— PASSAGE FOR REVIEW —
<<<<

A long road walked together

Intensive Care Unit (ICU) patient David Baker with his wife, Glenda.

After 49 days in the Intensive Care Unit (ICU) without being able to talk, David Baker’s first words were to his wife, Glenda…“I love you.”

Here is their story.

David and Glenda Baker came to Queensway Carleton Hospital (QCH), where David was admitted through emergency with a life-threatening illness. After that, David remained at QCH for 76 days. 

“When you’re in ICU, that can be a very scary place because, you know, you don’t go to ICU unless you’re a very, very sick person,” Glenda says.

And it was for that reason that Glenda was so appreciative of the timely updates she received in a time of great anxiety. Glenda said she and the family were always informed about David’s situation and treatments and never felt like they were asking too many questions. They were always welcomed and made comfortable no matter where they found themselves at QCH — Emergency, ICU, Medicine and Rehab.

The Bakers were treated by many hospital staff; doctors, nurses, administrative clerks, physiotherapists, speech-language pathologists all worked hard to make sure the Bakers received the most compassionate care.

Never once did they feel as though they were an aggravation, shared Glenda. In fact, she said it was quite the opposite.

On more than one occasion staff shared tears when Glenda received hard news.  And on other occasions staff enjoyed the joy of good news and steps of progress. It was in those moments that staff left such an impact on the family.

Glenda feels there are many names to thank. And while she was hesitant to list names, conscious of the fact that there were far too many to recall, one nurse in particular made an impression that the Bakers will never forget — Nurse Campbell in the ICU.

>>>>

Reproduce the account of David Baker's stay at Queensway Carleton Hospital word for word, from start to finish. The records that come next are from a separate source.

— INFORMATION SHOWN —

<<<<

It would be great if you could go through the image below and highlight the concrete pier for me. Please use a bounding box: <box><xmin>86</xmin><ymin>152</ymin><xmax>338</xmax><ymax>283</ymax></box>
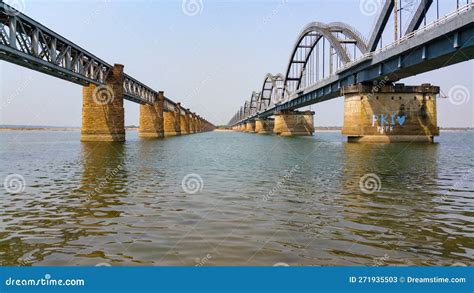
<box><xmin>163</xmin><ymin>103</ymin><xmax>181</xmax><ymax>137</ymax></box>
<box><xmin>342</xmin><ymin>84</ymin><xmax>440</xmax><ymax>143</ymax></box>
<box><xmin>245</xmin><ymin>121</ymin><xmax>255</xmax><ymax>133</ymax></box>
<box><xmin>255</xmin><ymin>118</ymin><xmax>275</xmax><ymax>134</ymax></box>
<box><xmin>139</xmin><ymin>92</ymin><xmax>164</xmax><ymax>138</ymax></box>
<box><xmin>81</xmin><ymin>64</ymin><xmax>125</xmax><ymax>141</ymax></box>
<box><xmin>273</xmin><ymin>111</ymin><xmax>314</xmax><ymax>136</ymax></box>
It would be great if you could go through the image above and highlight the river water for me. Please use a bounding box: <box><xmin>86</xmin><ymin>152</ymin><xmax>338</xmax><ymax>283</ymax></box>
<box><xmin>0</xmin><ymin>131</ymin><xmax>474</xmax><ymax>266</ymax></box>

>>>>

— ANSWER BOX —
A long road walked together

Intensive Care Unit (ICU) patient David Baker with his wife, Glenda.

After 49 days in the Intensive Care Unit (ICU) without being able to talk, David Baker’s first words were to his wife, Glenda…“I love you.”

Here is their story.

David and Glenda Baker came to Queensway Carleton Hospital (QCH), where David was admitted through emergency with a life-threatening illness. After that, David remained at QCH for 76 days. 

“When you’re in ICU, that can be a very scary place because, you know, you don’t go to ICU unless you’re a very, very sick person,” Glenda says.

And it was for that reason that Glenda was so appreciative of the timely updates she received in a time of great anxiety. Glenda said she and the family were always informed about David’s situation and treatments and never felt like they were asking too many questions. They were always welcomed and made comfortable no matter where they found themselves at QCH — Emergency, ICU, Medicine and Rehab.

The Bakers were treated by many hospital staff; doctors, nurses, administrative clerks, physiotherapists, speech-language pathologists all worked hard to make sure the Bakers received the most compassionate care.

Never once did they feel as though they were an aggravation, shared Glenda. In fact, she said it was quite the opposite.

On more than one occasion staff shared tears when Glenda received hard news.  And on other occasions staff enjoyed the joy of good news and steps of progress. It was in those moments that staff left such an impact on the family.

Glenda feels there are many names to thank. And while she was hesitant to list names, conscious of the fact that there were far too many to recall, one nurse in particular made an impression that the Bakers will never forget — Nurse Campbell in the ICU.